**EXERCISE GOAL**: Return, word for word, the lines of the records from the one containing "Where can you see the house" through the end of the records, including both ends.

[Records excerpted from a collection]

▼

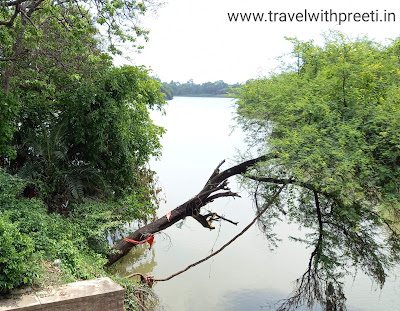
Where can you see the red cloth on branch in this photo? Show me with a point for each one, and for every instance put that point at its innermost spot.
(149, 240)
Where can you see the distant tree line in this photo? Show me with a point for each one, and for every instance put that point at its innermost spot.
(218, 88)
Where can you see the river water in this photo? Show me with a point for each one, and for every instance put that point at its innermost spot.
(247, 275)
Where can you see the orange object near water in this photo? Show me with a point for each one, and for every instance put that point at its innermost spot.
(149, 240)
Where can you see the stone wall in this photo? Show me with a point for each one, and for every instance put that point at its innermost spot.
(101, 294)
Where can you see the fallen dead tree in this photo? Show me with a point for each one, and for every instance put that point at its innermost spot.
(215, 187)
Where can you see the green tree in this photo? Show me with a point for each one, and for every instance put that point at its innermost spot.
(329, 124)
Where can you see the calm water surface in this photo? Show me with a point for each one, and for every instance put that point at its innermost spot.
(246, 275)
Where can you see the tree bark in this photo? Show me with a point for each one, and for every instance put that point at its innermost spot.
(216, 187)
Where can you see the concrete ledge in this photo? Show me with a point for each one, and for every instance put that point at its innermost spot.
(101, 294)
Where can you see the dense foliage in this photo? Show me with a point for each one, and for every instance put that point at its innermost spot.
(330, 123)
(75, 137)
(217, 88)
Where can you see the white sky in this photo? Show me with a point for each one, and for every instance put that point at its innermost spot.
(194, 38)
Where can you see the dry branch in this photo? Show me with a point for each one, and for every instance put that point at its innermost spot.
(216, 187)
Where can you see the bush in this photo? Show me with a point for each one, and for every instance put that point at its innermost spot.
(16, 256)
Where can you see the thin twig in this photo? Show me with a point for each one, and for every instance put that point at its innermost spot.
(230, 242)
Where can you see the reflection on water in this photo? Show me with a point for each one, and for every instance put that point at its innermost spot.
(246, 275)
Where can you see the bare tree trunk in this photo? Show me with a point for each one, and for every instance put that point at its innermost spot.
(216, 187)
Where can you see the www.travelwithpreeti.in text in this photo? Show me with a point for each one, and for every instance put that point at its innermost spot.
(328, 16)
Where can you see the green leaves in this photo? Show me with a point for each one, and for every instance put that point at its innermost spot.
(331, 118)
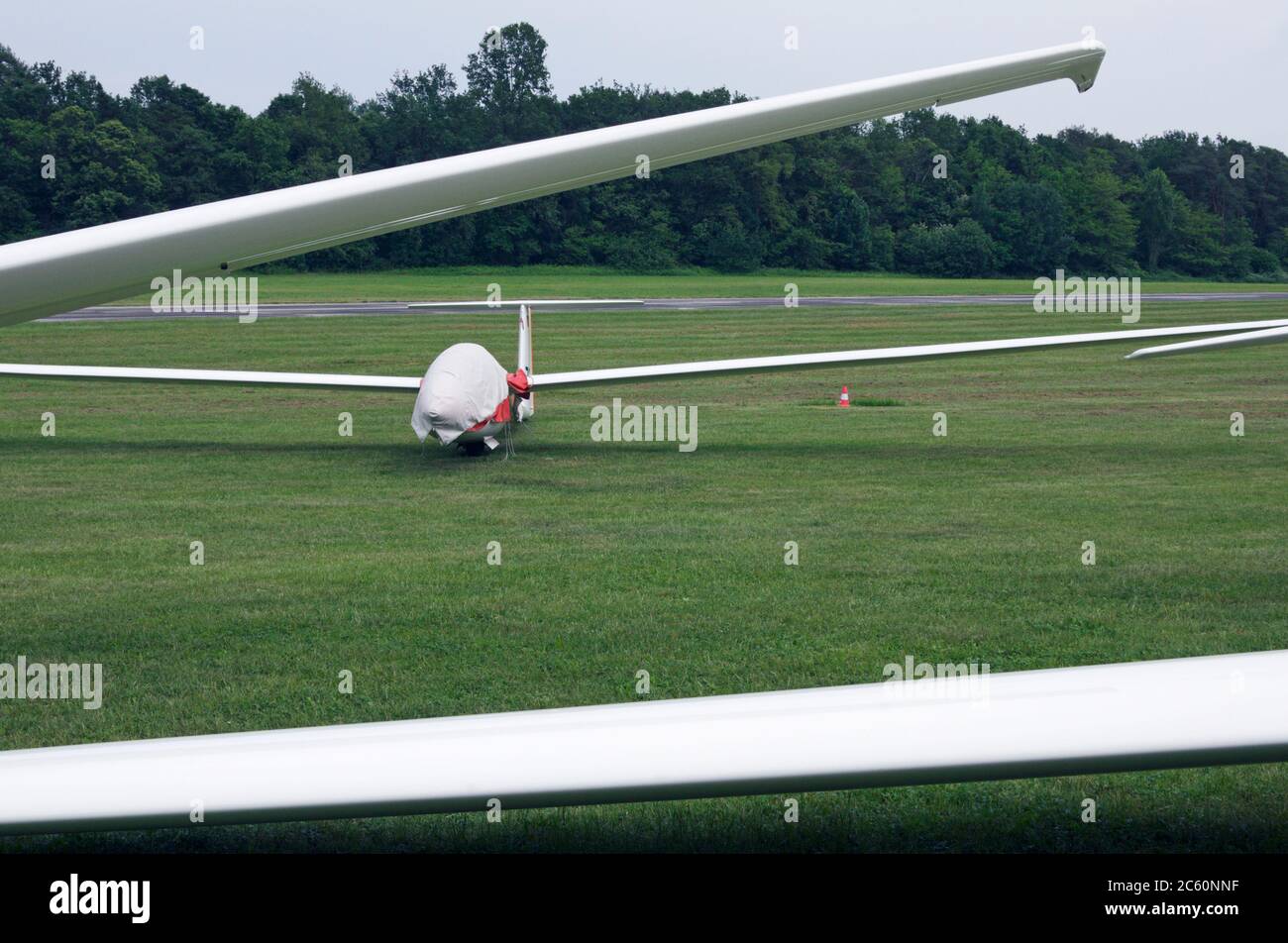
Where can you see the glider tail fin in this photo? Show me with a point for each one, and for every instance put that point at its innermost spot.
(524, 361)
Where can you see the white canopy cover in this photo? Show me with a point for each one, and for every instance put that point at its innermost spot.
(463, 386)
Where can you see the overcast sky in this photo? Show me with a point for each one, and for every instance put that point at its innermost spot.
(1196, 64)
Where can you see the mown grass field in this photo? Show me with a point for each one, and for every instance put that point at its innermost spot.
(369, 553)
(568, 281)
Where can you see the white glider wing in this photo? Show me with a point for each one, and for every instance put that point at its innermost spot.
(658, 371)
(63, 272)
(1273, 335)
(237, 377)
(884, 355)
(1100, 719)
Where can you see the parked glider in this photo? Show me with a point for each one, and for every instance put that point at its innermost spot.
(1150, 715)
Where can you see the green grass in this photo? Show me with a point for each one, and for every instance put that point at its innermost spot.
(566, 281)
(368, 553)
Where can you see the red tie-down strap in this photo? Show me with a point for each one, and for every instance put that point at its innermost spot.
(519, 385)
(518, 382)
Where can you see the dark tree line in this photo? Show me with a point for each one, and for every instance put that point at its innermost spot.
(925, 192)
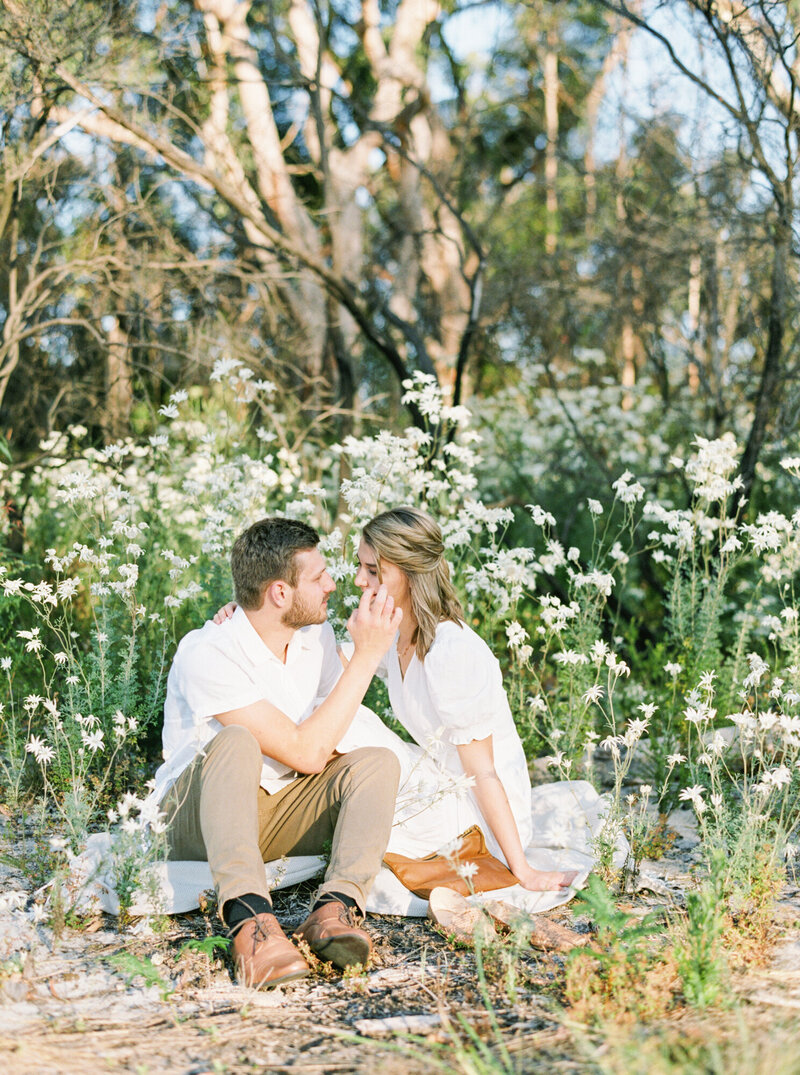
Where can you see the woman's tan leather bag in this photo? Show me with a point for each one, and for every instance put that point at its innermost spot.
(433, 871)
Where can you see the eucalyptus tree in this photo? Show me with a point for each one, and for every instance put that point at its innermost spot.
(743, 57)
(310, 134)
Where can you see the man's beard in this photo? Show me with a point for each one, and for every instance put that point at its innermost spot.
(299, 614)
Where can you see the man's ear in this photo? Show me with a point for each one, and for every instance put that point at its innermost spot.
(277, 593)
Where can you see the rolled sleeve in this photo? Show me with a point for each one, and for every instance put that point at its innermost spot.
(212, 683)
(462, 686)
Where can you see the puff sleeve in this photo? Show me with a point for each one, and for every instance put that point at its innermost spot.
(465, 684)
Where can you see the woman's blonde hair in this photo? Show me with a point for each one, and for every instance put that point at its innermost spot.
(412, 541)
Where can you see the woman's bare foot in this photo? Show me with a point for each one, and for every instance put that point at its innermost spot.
(546, 880)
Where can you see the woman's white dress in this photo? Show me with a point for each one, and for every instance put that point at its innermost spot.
(453, 697)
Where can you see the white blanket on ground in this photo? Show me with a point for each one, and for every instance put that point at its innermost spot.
(568, 816)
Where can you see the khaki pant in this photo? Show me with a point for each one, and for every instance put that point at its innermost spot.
(216, 811)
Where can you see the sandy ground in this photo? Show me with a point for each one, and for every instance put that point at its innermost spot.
(97, 1000)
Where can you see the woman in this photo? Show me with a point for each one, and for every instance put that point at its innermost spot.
(445, 687)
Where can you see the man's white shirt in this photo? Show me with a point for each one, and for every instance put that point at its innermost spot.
(226, 667)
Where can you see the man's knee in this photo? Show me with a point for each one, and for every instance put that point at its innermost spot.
(375, 763)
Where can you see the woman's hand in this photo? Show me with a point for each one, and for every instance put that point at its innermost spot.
(225, 613)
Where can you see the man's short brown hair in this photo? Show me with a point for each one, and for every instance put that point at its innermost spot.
(265, 553)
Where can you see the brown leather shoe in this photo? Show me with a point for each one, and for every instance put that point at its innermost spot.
(331, 933)
(263, 956)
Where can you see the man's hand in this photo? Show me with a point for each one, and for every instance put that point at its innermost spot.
(374, 622)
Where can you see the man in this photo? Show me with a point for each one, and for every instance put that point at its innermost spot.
(254, 712)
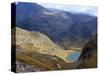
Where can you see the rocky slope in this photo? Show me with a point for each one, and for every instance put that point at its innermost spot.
(89, 55)
(36, 52)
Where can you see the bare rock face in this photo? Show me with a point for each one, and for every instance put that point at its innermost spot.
(89, 54)
(23, 67)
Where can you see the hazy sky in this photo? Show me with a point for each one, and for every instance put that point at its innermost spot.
(83, 9)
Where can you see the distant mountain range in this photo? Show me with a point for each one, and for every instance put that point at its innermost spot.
(59, 25)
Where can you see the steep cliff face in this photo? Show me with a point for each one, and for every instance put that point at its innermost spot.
(38, 42)
(89, 55)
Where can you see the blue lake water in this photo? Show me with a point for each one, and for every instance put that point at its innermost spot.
(72, 57)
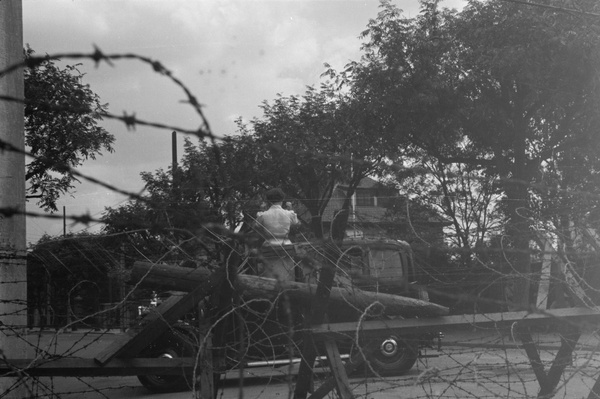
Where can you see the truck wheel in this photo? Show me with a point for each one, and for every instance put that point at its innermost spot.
(170, 345)
(394, 356)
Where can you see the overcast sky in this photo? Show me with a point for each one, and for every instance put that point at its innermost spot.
(232, 55)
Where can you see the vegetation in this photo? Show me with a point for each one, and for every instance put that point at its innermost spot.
(489, 116)
(61, 128)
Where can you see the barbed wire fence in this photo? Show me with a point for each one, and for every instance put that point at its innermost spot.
(472, 362)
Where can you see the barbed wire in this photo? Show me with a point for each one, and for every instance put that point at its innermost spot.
(462, 372)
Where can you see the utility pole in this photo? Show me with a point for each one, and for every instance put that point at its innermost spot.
(13, 246)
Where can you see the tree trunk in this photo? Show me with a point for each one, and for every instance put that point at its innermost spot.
(185, 279)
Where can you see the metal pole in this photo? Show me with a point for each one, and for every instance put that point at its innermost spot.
(13, 246)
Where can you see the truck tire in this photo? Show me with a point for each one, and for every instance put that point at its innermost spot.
(172, 344)
(394, 356)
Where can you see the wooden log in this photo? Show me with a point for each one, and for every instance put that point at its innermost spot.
(185, 279)
(80, 367)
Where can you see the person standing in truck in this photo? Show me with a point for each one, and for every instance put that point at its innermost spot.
(275, 223)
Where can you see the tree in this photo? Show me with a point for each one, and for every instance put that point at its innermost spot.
(61, 128)
(520, 82)
(167, 222)
(310, 144)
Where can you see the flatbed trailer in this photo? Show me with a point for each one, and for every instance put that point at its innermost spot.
(123, 356)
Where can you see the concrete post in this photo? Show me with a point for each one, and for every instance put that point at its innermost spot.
(13, 273)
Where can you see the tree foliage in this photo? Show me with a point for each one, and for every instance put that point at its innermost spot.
(61, 128)
(520, 83)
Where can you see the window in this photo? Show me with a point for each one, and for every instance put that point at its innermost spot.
(364, 198)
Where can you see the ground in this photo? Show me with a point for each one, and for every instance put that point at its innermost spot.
(471, 364)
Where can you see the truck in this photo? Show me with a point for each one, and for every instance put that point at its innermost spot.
(272, 330)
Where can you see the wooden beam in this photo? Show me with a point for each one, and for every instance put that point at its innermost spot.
(130, 345)
(318, 310)
(185, 279)
(78, 367)
(499, 320)
(338, 370)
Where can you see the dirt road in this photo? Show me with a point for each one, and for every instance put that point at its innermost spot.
(471, 364)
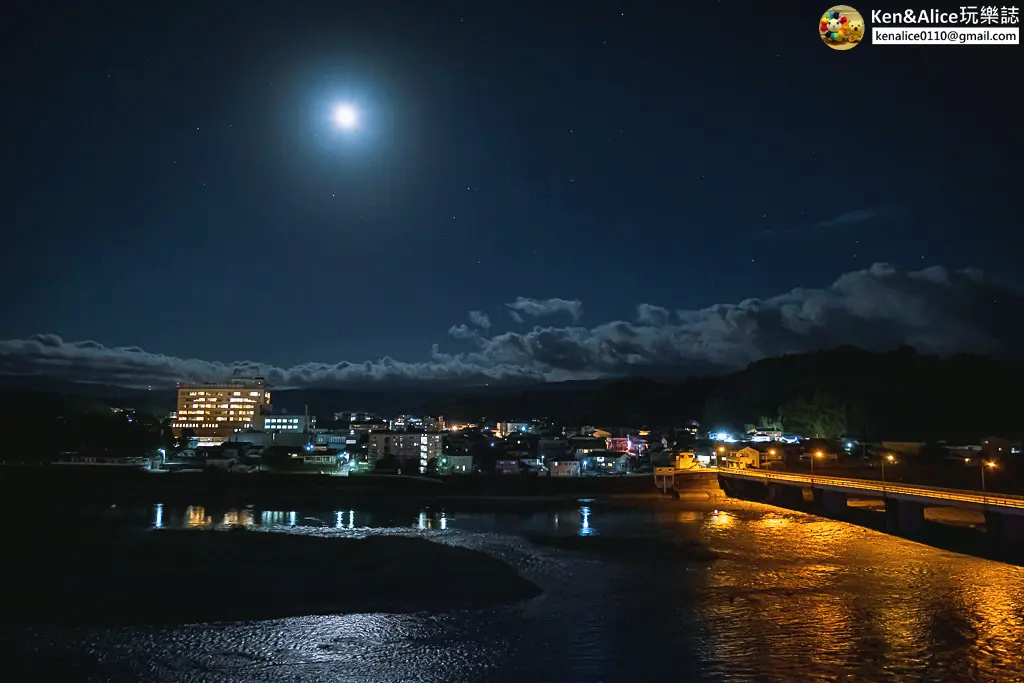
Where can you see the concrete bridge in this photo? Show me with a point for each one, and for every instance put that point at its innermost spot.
(904, 503)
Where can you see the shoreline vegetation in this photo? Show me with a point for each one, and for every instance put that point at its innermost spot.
(110, 579)
(78, 485)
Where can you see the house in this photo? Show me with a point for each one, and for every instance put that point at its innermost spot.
(996, 446)
(457, 464)
(217, 458)
(745, 457)
(903, 447)
(686, 461)
(603, 461)
(563, 468)
(507, 467)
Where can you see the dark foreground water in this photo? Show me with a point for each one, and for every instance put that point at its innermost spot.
(792, 598)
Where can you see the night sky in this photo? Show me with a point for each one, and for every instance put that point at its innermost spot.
(532, 190)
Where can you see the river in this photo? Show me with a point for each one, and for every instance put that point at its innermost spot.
(793, 597)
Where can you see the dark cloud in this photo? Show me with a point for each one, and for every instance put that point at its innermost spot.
(852, 217)
(848, 220)
(462, 332)
(479, 318)
(540, 307)
(935, 310)
(651, 314)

▲

**WRITTEN SOLUTION**:
Where can you see the house in this photo? Show me with a point for each one, and for every instance put that point at its innermost spot.
(996, 446)
(457, 464)
(217, 458)
(745, 457)
(903, 447)
(686, 461)
(603, 461)
(563, 468)
(507, 467)
Where can you see the dark foreground water in this photo? Show me with a point for each one, and for every instance put that point at its innermost spot.
(792, 598)
Where can you see the night sky in this photo? Show me with a point for each one, and for every instance put that point at its innermost spot.
(532, 190)
Where can you see the river in this photo? Show me with a point for each one, and for every instance put that point at its innermost spot.
(793, 597)
Where can you see the dark cloud in this photo? Show me with a point for each one, and for every instance put that point at its innermost spot.
(852, 217)
(848, 220)
(462, 332)
(479, 318)
(540, 307)
(935, 310)
(651, 314)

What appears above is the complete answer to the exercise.